-- RECORDED DATA follows --

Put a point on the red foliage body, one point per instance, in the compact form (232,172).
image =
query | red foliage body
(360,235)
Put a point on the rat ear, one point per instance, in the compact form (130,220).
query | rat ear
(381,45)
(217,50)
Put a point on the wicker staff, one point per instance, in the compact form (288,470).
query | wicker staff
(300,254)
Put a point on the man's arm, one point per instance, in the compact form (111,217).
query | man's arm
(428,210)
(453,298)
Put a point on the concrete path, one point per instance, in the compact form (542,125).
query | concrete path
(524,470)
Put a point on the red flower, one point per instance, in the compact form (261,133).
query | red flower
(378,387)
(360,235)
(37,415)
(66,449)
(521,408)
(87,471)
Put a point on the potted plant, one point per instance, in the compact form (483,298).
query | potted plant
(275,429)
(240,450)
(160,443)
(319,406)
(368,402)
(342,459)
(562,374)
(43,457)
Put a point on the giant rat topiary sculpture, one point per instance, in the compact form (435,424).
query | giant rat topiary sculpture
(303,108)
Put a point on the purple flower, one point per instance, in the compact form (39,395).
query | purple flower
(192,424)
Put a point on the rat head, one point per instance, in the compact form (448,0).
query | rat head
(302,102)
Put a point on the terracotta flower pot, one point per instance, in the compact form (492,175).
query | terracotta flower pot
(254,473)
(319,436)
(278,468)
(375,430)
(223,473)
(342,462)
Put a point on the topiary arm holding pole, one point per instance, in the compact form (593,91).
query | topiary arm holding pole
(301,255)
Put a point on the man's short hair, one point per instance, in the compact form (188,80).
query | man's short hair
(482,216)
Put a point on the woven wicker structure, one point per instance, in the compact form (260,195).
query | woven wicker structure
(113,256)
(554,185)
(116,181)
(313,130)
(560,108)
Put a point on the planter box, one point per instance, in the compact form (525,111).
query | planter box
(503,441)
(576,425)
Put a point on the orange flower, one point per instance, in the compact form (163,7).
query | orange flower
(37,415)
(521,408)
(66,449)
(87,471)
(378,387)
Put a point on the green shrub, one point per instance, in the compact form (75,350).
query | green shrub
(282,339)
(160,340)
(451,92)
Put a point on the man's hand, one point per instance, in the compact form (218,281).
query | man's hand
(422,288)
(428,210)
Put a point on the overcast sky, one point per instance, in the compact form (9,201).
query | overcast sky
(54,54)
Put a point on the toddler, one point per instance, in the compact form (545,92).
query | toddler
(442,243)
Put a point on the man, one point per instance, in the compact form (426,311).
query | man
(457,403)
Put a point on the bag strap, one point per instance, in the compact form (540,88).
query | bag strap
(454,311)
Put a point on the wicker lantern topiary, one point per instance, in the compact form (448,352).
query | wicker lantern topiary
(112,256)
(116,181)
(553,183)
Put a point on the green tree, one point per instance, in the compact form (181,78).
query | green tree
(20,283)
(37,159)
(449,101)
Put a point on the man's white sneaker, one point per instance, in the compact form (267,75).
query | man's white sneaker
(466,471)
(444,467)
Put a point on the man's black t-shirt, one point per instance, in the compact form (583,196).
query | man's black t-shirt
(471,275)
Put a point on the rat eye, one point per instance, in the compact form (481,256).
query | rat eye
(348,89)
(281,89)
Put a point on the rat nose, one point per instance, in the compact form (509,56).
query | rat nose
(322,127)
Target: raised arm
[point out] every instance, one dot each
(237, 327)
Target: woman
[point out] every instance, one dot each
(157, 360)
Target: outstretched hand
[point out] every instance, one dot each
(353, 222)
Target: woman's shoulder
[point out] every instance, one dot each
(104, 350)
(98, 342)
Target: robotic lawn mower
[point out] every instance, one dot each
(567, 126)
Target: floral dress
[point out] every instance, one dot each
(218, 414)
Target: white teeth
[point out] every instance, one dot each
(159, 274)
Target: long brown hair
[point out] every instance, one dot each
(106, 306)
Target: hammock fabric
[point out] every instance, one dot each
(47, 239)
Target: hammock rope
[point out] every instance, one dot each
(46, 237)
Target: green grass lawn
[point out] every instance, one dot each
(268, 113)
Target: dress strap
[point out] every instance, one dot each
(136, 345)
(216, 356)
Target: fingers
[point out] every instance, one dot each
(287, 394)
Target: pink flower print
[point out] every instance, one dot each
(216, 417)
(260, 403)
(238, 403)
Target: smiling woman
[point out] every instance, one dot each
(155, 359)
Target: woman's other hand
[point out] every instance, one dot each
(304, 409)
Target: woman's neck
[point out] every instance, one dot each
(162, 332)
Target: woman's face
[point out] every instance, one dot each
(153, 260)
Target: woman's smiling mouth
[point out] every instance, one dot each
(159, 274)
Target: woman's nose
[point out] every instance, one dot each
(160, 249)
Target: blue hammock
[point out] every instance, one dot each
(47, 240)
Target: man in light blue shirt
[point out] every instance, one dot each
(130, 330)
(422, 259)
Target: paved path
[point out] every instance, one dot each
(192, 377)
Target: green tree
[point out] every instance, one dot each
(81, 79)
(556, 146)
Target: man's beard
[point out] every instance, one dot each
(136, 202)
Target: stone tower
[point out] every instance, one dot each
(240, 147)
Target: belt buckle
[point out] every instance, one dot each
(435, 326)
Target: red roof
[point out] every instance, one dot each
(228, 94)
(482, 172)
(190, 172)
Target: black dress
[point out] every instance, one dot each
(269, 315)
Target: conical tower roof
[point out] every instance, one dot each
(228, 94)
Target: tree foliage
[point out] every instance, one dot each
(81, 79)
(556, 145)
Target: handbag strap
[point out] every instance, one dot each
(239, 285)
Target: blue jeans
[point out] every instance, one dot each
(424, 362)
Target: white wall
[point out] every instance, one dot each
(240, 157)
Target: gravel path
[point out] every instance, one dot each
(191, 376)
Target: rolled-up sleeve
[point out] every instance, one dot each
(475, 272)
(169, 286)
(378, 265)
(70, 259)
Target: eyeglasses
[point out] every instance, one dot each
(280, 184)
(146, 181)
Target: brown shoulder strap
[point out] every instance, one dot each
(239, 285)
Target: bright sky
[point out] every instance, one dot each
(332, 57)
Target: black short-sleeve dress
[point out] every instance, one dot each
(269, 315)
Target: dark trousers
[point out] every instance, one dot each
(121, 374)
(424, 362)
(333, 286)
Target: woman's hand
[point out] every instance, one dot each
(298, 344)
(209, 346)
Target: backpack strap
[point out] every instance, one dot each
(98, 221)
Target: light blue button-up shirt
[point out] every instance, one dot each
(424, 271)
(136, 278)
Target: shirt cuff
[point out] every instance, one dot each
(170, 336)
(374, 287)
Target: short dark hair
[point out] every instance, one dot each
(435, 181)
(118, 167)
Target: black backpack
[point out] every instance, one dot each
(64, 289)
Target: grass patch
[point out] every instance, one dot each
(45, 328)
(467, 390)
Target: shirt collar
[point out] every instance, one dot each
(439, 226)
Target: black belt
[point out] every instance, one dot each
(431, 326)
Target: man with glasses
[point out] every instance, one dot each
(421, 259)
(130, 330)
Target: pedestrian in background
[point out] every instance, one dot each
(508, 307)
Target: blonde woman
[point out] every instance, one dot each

-- RECORDED DATA concluded --

REQUIREMENT - The records need to be reproduced in their entirety, word for word.

RESPONSE TO THIS TASK -
Put a point on the red foliage body, one point per instance, in the compact form (232,172).
image =
query | red foliage body
(360,235)
Put a point on the rat ear, one point per instance, in the compact form (130,220).
query | rat ear
(381,45)
(217,50)
Put a point on the wicker staff, one point per instance, in the compact form (288,470).
query | wicker staff
(300,254)
Put a point on the man's arm, one point per instance, in the compact form (111,217).
query | man's arm
(428,210)
(453,298)
Put a point on the concrete path, one point per instance, in the compact form (542,125).
query | concrete path
(524,470)
Put a point on the red flower, one point per instance, in the compact form (261,133).
query | red flower
(378,387)
(360,235)
(37,415)
(66,449)
(521,408)
(87,471)
Put a point on the potted plant, one point per instance, in the compact form (483,298).
query | potted plant
(275,429)
(240,450)
(160,443)
(319,406)
(368,402)
(342,459)
(562,374)
(43,457)
Put a point on the giant rat topiary sculpture, one point per instance, in the compact form (435,424).
query | giant rat topiary sculpture
(303,108)
Put a point on the purple flower, one point per instance, in the compact form (39,395).
query | purple flower
(192,424)
Put a point on the rat head, one point per instance, in the compact form (448,0).
query | rat head
(302,102)
Put a point on the terracotta flower pot, one point per instance, in the compact form (492,175).
query | terracotta flower pot
(254,473)
(319,436)
(278,468)
(375,430)
(223,473)
(342,462)
Put a point on the topiary arm holding pole, one point per instance, in the compact form (593,91).
query | topiary arm holding pole
(301,255)
Put a point on the man's short hair, one point per instance, in the compact form (188,80).
query | man's short hair
(482,216)
Put a point on the woven wicker structure, one point per instance, in the compact form (260,195).
query | woven wicker structure
(113,256)
(554,185)
(116,181)
(313,130)
(560,108)
Put a point on the planter box, one point per instance, in the compact form (525,111).
query | planter box
(503,441)
(576,425)
Put a point on the orange flower, one point per instance, in the compact form (163,7).
query | orange flower
(37,415)
(521,408)
(66,449)
(87,471)
(378,387)
Put a point on the green shrub, one point per instance, in the compact form (75,350).
query | green shrub
(282,339)
(160,340)
(451,92)
Put a point on the man's hand, one point per instance, in the compact form (218,281).
query | man's hand
(422,288)
(428,210)
Put a point on the overcast sky, one point per instance, in the compact form (9,201).
query | overcast sky
(54,54)
Put a point on the toddler, one point per instance, in the compact form (545,92).
query | toddler
(442,243)
Put a point on the man, one point per instance, in the compact form (426,311).
query | man
(457,403)
Put a point on the bag strap, one point per instance, in the compact form (540,88).
query | bag strap
(454,311)
Put a point on the wicker lantern topiary, one point per instance, in the compact form (448,352).
query | wicker lantern topiary
(112,256)
(116,181)
(553,183)
Put a point on the green tree, one point per instance, in the compact form (181,78).
query | green tree
(20,283)
(37,159)
(449,101)
Put a point on the man's white sneaker, one point per instance, in the compact form (267,75).
query | man's white sneaker
(466,471)
(444,467)
Put a point on the man's black t-shirt, one point per instance, in the compact form (583,196).
query | man's black t-shirt
(471,275)
Put a point on the rat eye, one point per instance, in the compact form (481,256).
query | rat eye
(348,89)
(281,89)
Put a point on the rat nose, one point per instance, in the compact form (509,56).
query | rat nose
(322,127)
Target: raised arm
[point out] every instance, one dot each
(237, 327)
Target: woman
[point out] every instance, one dot each
(157, 360)
Target: outstretched hand
[point out] every instance, one dot each
(353, 222)
Target: woman's shoulder
[point out] every instance, one dot each
(104, 350)
(98, 342)
Target: robotic lawn mower
[point out] every instance, one dot each
(567, 126)
Target: floral dress
[point out] every instance, one dot each
(218, 414)
Target: white teeth
[point out] every instance, one dot each
(159, 274)
Target: long brown hair
[point out] every instance, one dot each
(106, 306)
Target: hammock fabric
[point out] every instance, one dot each
(47, 239)
Target: hammock rope
[point out] every instance, one dot each
(46, 237)
Target: green grass lawn
[point out] every instance, one dot each
(268, 113)
Target: dress strap
[point out] every instance, one dot each
(136, 345)
(216, 356)
Target: fingers
[point out] every instance, one dot each
(287, 394)
Target: pink flower print
[point out] every instance, one dot each
(216, 417)
(260, 403)
(238, 403)
Target: smiling woman
[point out] every instance, one dot each
(155, 359)
Target: woman's other hand
[point out] every instance, one dot each
(304, 409)
Target: woman's neck
[point out] every instance, one dot each
(162, 332)
Target: woman's face
[point out] every instance, one dot each
(153, 260)
Target: woman's smiling mouth
[point out] every instance, one dot each
(159, 274)
Target: woman's nose
[point out] every instance, one dot each
(160, 249)
Target: blue hammock
[point out] every instance, one dot each
(47, 240)
Target: man in light blue shirt
[point out] every instance, one dot each
(130, 330)
(422, 259)
Target: paved path
[point out] every instance, one dot each
(192, 377)
Target: green tree
[point out] every instance, one dot each
(81, 79)
(556, 146)
Target: man's beard
[point out] every instance, one dot each
(136, 202)
Target: stone tower
[point out] every instance, one dot each
(240, 147)
Target: belt buckle
[point out] every instance, one dot each
(435, 326)
Target: red roof
[point out] every instance, one dot each
(228, 94)
(482, 172)
(190, 172)
Target: black dress
[point out] every instance, one dot each
(269, 315)
Target: conical tower roof
[point out] every instance, one dot each
(228, 94)
Target: tree foliage
[point out] every instance, one dot each
(81, 79)
(556, 145)
Target: handbag strap
[point out] every instance, one dot each
(239, 285)
Target: blue jeans
[point out] every instance, one dot each
(424, 362)
Target: white wall
[point out] every instance, one dot each
(240, 157)
Target: gravel path
[point out] every instance, one dot each
(191, 376)
Target: rolled-up sleeve
[point out] every instance, one dot each
(475, 272)
(169, 286)
(378, 265)
(70, 259)
Target: eyeglasses
[point out] every instance, one dot each
(280, 184)
(146, 181)
Target: brown shoulder strap
[point out] every instance, one dot each
(239, 285)
Target: bright sky
[point out] every instance, one dot each
(332, 57)
Target: black short-sleeve dress
[point out] every instance, one dot each
(269, 315)
Target: dark trousers
[point out] every instance, one dot each
(121, 374)
(424, 362)
(333, 286)
Target: woman's hand
[point out] every instance, one dot each
(298, 344)
(209, 346)
Target: backpack strap
[point out] every instance, one dot each
(98, 221)
Target: light blue button-up shirt
[point out] every instance, one dot each
(424, 271)
(136, 278)
Target: shirt cuff
[point out] every instance, one dot each
(170, 336)
(374, 287)
Target: short dark hair
[point out] every instance, one dot each
(435, 181)
(118, 167)
Target: black backpack
[point out] every instance, one dot each
(64, 289)
Target: grass patch
[point out] every instance, one dot each
(45, 328)
(467, 390)
Target: shirt collar
[point out] every instance, one dot each
(439, 226)
Target: black belt
[point out] every instance, one dot each
(431, 326)
Target: man with glasses
[point out] every instance, one dot each
(421, 259)
(130, 330)
Target: pedestrian in background
[point out] every instance, one dot each
(508, 307)
Target: blonde woman
[point out] every instance, one dot each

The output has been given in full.